● TASK ITEM
Your task is to repeat the entries below exactly and to leave their images out.

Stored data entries
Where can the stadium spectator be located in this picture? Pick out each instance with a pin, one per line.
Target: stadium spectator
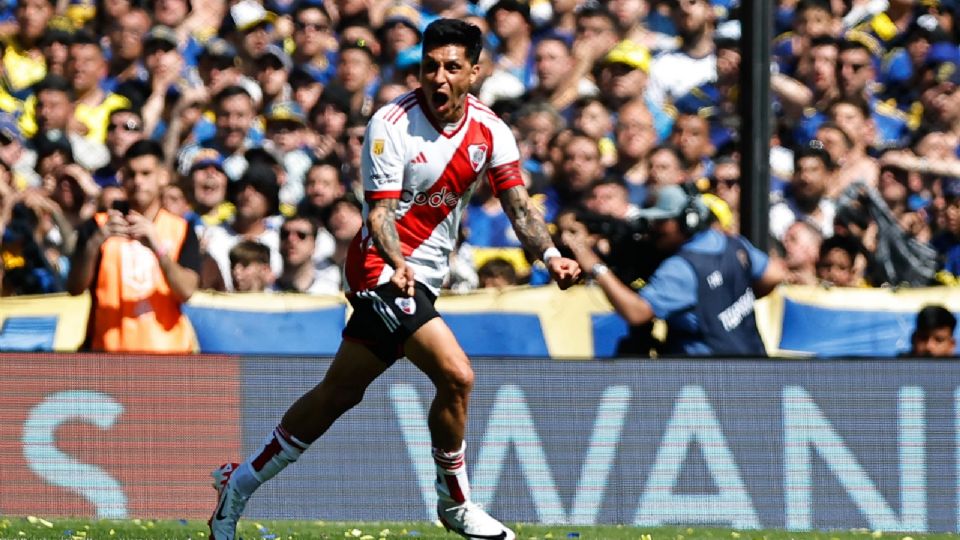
(272, 71)
(300, 273)
(801, 252)
(250, 267)
(124, 127)
(234, 108)
(497, 273)
(139, 263)
(53, 117)
(933, 333)
(674, 74)
(313, 38)
(23, 62)
(805, 198)
(704, 290)
(393, 295)
(256, 197)
(837, 262)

● WRITTEN RESPONSE
Where can the stadium spectator be located in this picture? Pick out each instance with a pin, one per line.
Target: stadium spectator
(272, 71)
(300, 273)
(801, 252)
(250, 267)
(124, 127)
(234, 108)
(497, 273)
(139, 263)
(53, 117)
(933, 333)
(674, 74)
(313, 38)
(23, 62)
(805, 198)
(704, 290)
(393, 295)
(256, 197)
(837, 262)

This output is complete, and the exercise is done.